Exercice proposé A:
Répondez à ces questions sur l'entretien avec Manu Galure :
(i) Combien de dates comptait sa tournée à pied ?
(ii) À quel moment de la journée marchait-il surtout ?
(iii) En combien de minutes s'installait-il avant de jouer ?
Exercice proposé B: Recopiez mot pour mot le passage de l'entretien avec Manu Galure qui va de « Après une tournée » jusqu'à « ces efforts ? ».

Texte fourni:
Après une tournée à pied menée de septembre 2017 à décembre 2019, Manu Galure reprend la route avec une tournée cette fois tout-terrain. L’occasion d’infuser de musique les murs de lieux peu habitués à accueillir des concerts. Culture 31 a pu échanger avec l’artiste toulousain, qui décloisonne les mélodies.
Culture 31 : De septembre 2017 à décembre 2019, tu as fait un tournée de 400 dates dans tout l’Hexagone à pied. Comment trouve-t-on l’énergie pour la scène après tous ces efforts ?
Manu Galure : Ça a été pris en compte dans la tournée, la fatigue et les répétitions. J’avais des temps de sieste tous les après-midis et je marchais essentiellement le matin. Et surtout, les temps d’installation du spectacle étaient très courts. Le but était que le piano soit prêt et qu’il ne me reste plus qu’à vérifier que le micro marche et chanter. Et même s’il n’y avait pas de lumière je m’éclairais avec ce que je trouvais. Ce côté très minimaliste fait que je m’installais en 10 minutes et j’étais prêt à jouer. Généralement, ce qui est le plus fatigant, c’est l’installation.

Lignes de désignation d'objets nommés
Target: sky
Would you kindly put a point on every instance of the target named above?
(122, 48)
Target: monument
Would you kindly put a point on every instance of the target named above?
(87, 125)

Bonne réponse A:
(i) 400 dates.
(ii) Le matin.
(iii) En 10 minutes.

Bonne réponse B:
Après une tournée à pied menée de septembre 2017 à décembre 2019, Manu Galure reprend la route avec une tournée cette fois tout-terrain. L’occasion d’infuser de musique les murs de lieux peu habitués à accueillir des concerts. Culture 31 a pu échanger avec l’artiste toulousain, qui décloisonne les mélodies.
Culture 31 : De septembre 2017 à décembre 2019, tu as fait un tournée de 400 dates dans tout l’Hexagone à pied. Comment trouve-t-on l’énergie pour la scène après tous ces efforts ?